The statement was prompted by Senate Minority Whip Jon Kyl of Arizona , who challenged the president and the Democratic leaders over the balance between the package's spending and tax cuts, bringing up the traditional Republican notion that a tax credit for people who do not earn enough to pay income taxes is not a tax cut but a government check.
Obama noted that such workers pay Social Security and Medicare taxes, property taxes and sales taxes. The issue was widely debated during the presidential campaign, when Sen. John McCain, the Republican nominee, challenged Obama's tax plan as "welfare."
With those two words - "I won" - the Democratic president let the Republicans know that debate has been put to rest Nov. 4.

== DATA ==
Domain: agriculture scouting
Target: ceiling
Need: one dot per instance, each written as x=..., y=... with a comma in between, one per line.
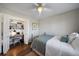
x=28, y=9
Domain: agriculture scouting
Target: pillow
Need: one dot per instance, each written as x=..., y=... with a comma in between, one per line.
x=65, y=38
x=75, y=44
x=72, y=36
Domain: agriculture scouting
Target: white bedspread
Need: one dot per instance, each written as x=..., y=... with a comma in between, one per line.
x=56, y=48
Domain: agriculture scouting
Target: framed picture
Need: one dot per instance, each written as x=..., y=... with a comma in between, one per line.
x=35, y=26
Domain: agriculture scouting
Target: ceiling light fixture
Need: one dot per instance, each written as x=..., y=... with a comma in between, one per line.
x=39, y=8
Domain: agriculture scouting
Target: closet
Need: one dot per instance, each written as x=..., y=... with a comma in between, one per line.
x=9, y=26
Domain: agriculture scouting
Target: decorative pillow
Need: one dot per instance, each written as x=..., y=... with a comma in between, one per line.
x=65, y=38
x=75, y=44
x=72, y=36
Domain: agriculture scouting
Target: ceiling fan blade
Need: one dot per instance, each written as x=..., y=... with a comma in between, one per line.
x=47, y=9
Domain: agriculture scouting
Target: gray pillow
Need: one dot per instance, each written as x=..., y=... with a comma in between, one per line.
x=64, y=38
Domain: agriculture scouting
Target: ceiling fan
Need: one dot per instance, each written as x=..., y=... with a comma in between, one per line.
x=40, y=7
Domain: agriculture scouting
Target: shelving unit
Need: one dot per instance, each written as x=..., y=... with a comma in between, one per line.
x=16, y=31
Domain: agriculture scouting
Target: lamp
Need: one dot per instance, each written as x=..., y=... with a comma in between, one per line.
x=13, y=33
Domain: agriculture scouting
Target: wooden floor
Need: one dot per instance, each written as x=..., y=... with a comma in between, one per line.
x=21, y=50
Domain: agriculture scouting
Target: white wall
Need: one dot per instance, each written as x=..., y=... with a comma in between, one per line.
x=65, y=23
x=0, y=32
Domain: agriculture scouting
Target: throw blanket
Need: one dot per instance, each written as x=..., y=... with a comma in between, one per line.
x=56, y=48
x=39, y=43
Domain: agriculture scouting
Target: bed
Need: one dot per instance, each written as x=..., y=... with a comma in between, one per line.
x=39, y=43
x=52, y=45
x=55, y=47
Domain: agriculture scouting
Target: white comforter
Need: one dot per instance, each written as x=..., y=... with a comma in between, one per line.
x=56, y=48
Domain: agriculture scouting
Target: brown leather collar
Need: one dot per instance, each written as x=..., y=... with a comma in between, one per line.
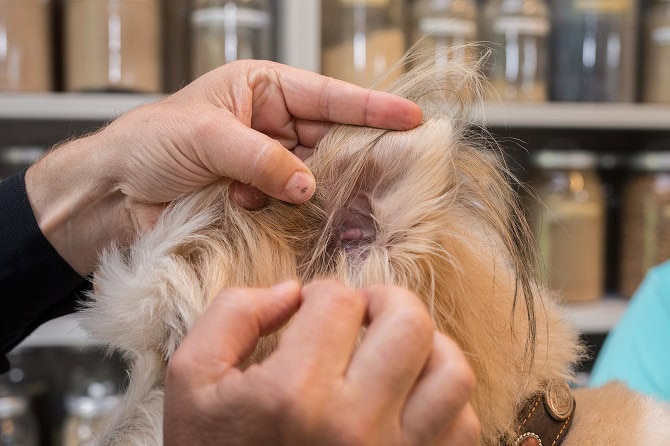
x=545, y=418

== WHAT IS NEEDED ==
Continue the news passage about Obama's "I won" remark to Republican leaders, starting after its last sentence.

== REPLY TO THE TASK ==
As for the remaining Republicans in Congress, a different debate is raging within their party as the economic recovery package unfolds. Appearing on PBS, presidential historian Richard Norton Smith said:
"[Obama] knows the Republican Party has been reduced to a rump, ideologically and geographically, and he's going to give them a choice of being, in effect, the Rush Limbaugh Republican Party or the Ronald Reagan Republican Party."
Apparently, Rudy Giuliani, John Kyl and their Republican colleagues have made their choice and lined up with the right-wing radio host and poster child for Oxycontin addiction. Today's Republicans aren't with Barack Obama or even Ronald Reagan, but with Rush Limbaugh.